▶ **Consegna**:
Nelle righe del materiale comprese tra quella che contiene "Your task: detect every dirt patch" e quella che contiene "[136,239,154,266]", estremi inclusi, sostituisci "group of people" con "crowd" senza modificare nient'altro. Riporta soltanto queste righe.

▶ **Dati forniti**:
--------------------------------
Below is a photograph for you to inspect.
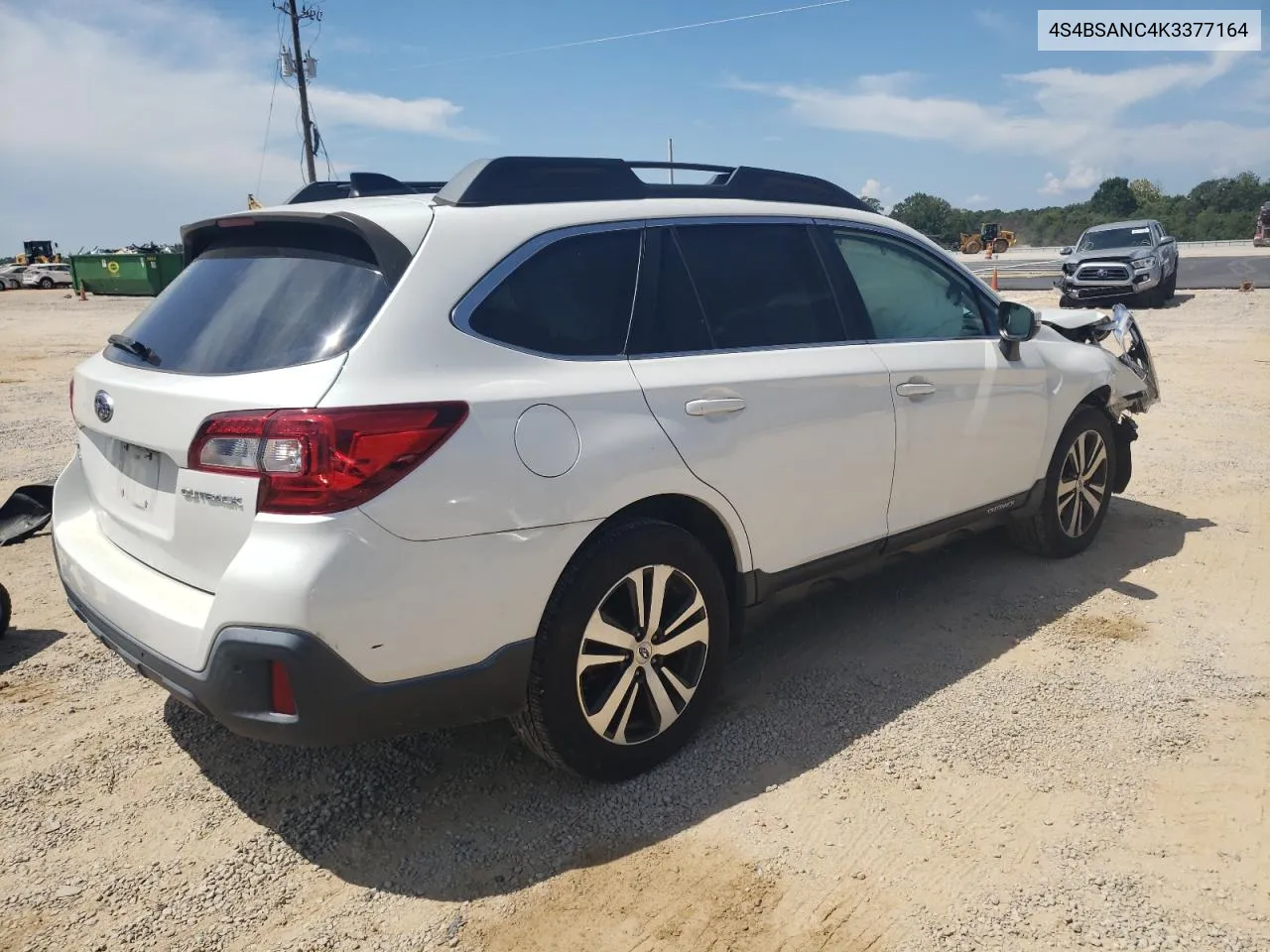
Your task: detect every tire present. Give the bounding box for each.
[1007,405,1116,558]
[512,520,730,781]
--------------------------------
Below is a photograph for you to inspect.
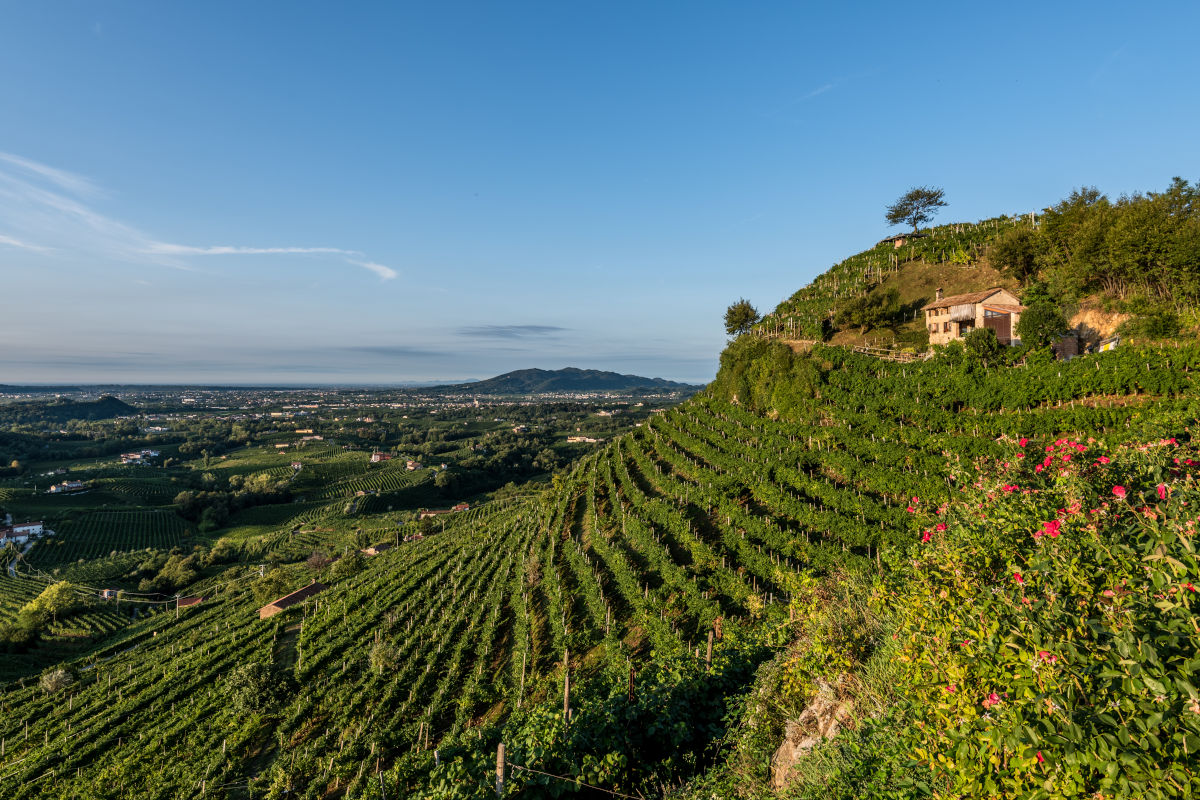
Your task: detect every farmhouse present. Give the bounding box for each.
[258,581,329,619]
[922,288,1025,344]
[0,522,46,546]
--------------------------------
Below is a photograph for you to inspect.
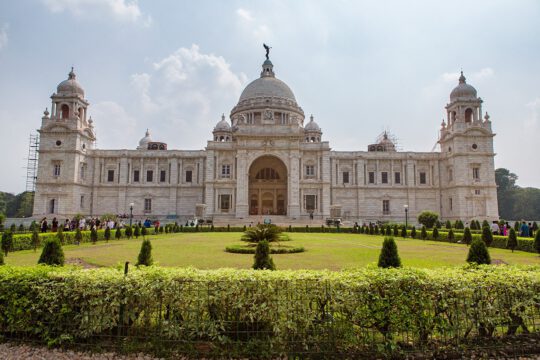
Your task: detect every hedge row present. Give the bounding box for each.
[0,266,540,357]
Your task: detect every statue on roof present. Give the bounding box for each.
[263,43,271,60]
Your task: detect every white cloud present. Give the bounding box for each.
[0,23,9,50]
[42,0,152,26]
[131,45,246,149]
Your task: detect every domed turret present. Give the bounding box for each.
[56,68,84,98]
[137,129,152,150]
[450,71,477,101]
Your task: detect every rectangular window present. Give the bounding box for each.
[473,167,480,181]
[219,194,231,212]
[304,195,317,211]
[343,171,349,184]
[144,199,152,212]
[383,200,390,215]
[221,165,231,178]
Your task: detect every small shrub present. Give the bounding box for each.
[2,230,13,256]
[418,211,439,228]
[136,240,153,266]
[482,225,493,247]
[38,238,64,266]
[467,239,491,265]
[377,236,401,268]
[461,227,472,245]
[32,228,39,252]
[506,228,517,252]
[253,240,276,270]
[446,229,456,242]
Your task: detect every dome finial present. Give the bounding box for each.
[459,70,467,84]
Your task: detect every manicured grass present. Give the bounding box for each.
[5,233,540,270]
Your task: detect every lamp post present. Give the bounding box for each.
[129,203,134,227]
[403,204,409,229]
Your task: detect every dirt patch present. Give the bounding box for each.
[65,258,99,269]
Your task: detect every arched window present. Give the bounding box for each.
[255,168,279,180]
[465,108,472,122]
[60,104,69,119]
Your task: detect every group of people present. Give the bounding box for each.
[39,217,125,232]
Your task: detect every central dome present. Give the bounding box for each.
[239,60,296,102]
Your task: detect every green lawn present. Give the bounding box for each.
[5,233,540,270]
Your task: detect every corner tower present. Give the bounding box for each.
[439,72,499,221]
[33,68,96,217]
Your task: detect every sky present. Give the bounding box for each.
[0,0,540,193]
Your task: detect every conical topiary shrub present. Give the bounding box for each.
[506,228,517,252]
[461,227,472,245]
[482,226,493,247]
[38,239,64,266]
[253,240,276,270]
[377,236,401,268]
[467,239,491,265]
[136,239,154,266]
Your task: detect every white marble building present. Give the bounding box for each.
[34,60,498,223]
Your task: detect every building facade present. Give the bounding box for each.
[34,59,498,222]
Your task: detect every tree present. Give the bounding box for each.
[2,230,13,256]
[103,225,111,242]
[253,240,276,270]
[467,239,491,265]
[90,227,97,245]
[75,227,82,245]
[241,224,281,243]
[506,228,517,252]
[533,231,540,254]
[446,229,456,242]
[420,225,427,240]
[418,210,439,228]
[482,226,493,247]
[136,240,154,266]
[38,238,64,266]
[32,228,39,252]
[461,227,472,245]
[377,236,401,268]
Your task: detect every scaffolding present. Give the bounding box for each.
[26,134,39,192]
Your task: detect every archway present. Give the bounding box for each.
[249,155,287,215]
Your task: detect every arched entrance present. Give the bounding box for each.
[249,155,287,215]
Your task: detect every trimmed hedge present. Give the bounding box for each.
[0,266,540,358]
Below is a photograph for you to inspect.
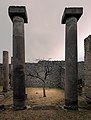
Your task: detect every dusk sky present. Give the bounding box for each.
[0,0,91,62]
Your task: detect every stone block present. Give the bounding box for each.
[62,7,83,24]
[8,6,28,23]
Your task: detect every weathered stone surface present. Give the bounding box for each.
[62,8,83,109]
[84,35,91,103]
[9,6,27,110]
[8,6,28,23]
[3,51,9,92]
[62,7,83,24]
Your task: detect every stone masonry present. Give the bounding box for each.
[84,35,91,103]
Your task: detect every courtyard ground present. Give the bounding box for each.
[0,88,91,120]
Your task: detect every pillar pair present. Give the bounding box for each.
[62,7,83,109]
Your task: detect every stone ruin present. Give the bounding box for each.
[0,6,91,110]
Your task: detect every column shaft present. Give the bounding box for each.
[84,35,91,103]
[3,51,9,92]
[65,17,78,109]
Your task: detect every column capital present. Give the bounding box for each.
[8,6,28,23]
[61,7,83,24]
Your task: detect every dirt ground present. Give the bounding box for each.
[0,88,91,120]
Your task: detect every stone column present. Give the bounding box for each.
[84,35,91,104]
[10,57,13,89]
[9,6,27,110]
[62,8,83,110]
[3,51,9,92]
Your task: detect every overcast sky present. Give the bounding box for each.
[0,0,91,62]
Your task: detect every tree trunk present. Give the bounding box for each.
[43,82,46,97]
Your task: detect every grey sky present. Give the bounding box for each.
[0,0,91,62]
--------------------------------
▶ **Soluzione svolta**:
Your task: detect every dirt patch present. Give the bounding box for each.
[65,258,99,269]
Your task: detect every arched window present. Give the bounding box for each.
[255,168,279,180]
[465,108,472,122]
[60,104,69,119]
Your task: detect every crowd present. Give the bounding box for each.
[39,217,125,232]
Your task: detect every central dome present. Give the bounding box for each.
[239,60,296,102]
Your task: detect every green lawn present. Give the bounding box for each.
[5,233,540,270]
Your task: detect every corner tower present. Give the bounding box for each.
[439,72,499,221]
[33,68,96,217]
Your task: detect every sky present. Give the bounding box for each.
[0,0,540,193]
Your task: detect every conical topiary shrub present. Give the bounding box for each.
[506,228,517,252]
[461,227,472,245]
[482,226,493,247]
[38,239,64,266]
[253,240,276,270]
[377,236,401,268]
[467,239,491,265]
[136,239,154,266]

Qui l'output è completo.